Stored items from a collection:
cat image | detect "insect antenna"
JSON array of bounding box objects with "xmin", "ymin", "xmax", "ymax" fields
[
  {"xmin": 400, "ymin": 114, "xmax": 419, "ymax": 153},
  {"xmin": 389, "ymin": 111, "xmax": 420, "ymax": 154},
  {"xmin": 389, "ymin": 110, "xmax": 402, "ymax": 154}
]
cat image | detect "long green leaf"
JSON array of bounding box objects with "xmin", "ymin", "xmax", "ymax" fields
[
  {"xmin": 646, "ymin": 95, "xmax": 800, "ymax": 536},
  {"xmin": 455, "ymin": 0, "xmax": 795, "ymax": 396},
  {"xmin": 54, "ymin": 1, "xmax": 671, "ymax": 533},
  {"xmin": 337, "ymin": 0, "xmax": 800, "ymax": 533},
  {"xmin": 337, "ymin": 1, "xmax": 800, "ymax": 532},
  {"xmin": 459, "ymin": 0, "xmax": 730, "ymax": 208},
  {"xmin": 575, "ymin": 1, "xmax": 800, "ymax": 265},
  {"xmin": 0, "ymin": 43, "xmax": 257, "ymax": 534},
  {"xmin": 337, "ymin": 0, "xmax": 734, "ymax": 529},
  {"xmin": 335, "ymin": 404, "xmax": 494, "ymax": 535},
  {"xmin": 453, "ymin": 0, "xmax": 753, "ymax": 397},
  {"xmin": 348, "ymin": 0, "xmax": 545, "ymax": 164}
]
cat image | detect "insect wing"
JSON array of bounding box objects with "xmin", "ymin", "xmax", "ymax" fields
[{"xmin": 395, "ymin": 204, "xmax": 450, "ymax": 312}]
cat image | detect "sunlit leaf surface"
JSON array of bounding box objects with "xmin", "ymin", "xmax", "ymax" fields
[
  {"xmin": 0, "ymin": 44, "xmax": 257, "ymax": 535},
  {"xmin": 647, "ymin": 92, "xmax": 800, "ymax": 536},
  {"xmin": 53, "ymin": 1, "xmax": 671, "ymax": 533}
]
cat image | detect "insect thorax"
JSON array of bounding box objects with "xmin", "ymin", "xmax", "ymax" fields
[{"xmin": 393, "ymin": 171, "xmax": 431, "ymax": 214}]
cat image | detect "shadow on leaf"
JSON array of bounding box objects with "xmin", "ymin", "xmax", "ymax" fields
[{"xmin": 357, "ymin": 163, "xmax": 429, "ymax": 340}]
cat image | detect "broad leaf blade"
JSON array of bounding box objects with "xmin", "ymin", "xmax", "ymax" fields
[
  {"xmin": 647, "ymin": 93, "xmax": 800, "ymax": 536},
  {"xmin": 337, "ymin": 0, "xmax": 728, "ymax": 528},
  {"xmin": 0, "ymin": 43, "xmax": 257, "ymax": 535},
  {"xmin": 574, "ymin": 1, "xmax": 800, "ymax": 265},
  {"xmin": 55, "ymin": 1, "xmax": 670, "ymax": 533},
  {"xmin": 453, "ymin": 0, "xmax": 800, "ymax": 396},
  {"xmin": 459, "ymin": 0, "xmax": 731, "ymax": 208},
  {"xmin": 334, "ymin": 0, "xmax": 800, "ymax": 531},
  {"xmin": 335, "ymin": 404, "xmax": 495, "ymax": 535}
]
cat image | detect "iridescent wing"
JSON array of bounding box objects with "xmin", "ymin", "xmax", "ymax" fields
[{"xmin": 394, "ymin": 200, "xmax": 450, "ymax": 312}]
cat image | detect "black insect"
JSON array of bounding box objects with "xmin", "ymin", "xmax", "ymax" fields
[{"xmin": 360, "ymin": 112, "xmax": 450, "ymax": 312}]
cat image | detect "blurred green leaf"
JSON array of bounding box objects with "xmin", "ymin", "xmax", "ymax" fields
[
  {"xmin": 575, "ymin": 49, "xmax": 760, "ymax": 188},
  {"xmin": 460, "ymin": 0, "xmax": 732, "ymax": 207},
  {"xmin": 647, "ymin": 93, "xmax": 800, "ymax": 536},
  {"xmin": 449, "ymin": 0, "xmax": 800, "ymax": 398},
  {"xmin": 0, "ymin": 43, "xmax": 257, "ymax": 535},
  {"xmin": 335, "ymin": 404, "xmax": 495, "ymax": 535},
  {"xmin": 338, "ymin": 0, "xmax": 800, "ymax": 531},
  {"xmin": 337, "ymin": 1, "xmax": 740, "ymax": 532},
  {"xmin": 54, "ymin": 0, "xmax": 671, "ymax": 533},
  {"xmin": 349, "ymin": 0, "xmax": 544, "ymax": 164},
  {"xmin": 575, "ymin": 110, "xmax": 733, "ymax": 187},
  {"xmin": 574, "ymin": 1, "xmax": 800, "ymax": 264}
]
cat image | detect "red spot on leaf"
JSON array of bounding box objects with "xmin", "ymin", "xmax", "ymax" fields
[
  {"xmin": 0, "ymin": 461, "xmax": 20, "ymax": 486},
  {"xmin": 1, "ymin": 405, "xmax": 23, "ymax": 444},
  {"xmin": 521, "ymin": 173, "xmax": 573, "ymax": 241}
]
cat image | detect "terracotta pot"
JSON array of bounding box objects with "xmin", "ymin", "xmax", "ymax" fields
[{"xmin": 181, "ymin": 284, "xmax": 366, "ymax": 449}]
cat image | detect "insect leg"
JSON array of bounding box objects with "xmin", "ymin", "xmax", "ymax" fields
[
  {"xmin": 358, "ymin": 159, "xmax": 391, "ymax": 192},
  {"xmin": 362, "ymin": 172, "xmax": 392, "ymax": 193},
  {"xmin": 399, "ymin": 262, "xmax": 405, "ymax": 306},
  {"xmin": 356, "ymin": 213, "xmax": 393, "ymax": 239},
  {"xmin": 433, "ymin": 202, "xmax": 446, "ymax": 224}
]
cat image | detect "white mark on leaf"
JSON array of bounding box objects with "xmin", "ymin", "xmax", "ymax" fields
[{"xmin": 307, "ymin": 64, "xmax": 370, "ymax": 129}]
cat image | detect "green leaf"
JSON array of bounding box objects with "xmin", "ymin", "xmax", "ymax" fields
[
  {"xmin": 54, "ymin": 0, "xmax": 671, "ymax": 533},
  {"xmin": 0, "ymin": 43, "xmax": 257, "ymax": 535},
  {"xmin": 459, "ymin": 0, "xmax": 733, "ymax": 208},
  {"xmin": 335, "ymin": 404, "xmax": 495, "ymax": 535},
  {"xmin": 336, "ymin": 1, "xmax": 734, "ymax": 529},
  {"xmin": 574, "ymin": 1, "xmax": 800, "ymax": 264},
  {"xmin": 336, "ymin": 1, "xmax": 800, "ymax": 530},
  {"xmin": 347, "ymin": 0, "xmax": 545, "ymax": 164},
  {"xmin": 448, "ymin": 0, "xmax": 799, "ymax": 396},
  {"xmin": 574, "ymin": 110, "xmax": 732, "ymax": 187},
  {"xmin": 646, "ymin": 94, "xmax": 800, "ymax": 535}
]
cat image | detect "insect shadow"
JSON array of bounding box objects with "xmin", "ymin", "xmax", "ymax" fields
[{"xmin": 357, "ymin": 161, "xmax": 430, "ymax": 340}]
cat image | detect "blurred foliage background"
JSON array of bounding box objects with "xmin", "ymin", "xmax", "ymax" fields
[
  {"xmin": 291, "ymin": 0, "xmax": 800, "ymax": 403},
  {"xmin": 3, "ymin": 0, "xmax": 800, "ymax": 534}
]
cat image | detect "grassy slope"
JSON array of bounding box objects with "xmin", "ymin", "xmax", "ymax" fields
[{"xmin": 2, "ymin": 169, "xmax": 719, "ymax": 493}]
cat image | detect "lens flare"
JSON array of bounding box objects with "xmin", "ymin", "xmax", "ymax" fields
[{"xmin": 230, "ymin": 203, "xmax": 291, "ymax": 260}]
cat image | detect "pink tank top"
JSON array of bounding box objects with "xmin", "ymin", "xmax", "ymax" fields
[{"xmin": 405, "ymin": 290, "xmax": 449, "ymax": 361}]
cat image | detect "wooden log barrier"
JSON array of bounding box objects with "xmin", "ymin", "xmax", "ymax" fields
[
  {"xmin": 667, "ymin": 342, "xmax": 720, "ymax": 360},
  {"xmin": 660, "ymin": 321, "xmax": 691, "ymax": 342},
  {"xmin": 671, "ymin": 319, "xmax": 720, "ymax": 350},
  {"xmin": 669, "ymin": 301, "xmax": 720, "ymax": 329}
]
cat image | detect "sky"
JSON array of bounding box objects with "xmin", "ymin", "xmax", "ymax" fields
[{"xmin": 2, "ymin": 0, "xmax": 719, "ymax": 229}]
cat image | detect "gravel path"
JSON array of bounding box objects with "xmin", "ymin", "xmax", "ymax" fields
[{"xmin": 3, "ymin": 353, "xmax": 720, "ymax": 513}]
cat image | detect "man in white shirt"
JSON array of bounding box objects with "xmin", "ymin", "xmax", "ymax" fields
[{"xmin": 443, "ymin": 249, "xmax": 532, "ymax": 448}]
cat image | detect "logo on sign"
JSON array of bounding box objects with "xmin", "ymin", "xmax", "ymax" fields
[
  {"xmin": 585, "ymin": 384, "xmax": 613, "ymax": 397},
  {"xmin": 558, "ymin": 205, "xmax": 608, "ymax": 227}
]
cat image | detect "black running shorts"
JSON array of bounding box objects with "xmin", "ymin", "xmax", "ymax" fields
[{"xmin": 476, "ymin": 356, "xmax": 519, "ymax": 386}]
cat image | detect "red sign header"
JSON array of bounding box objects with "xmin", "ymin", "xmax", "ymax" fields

WORK REQUEST: Compute the number of lines in the entries above that hold the word "green"; the answer must contain nothing else.

ANSWER TO THIS TASK: 3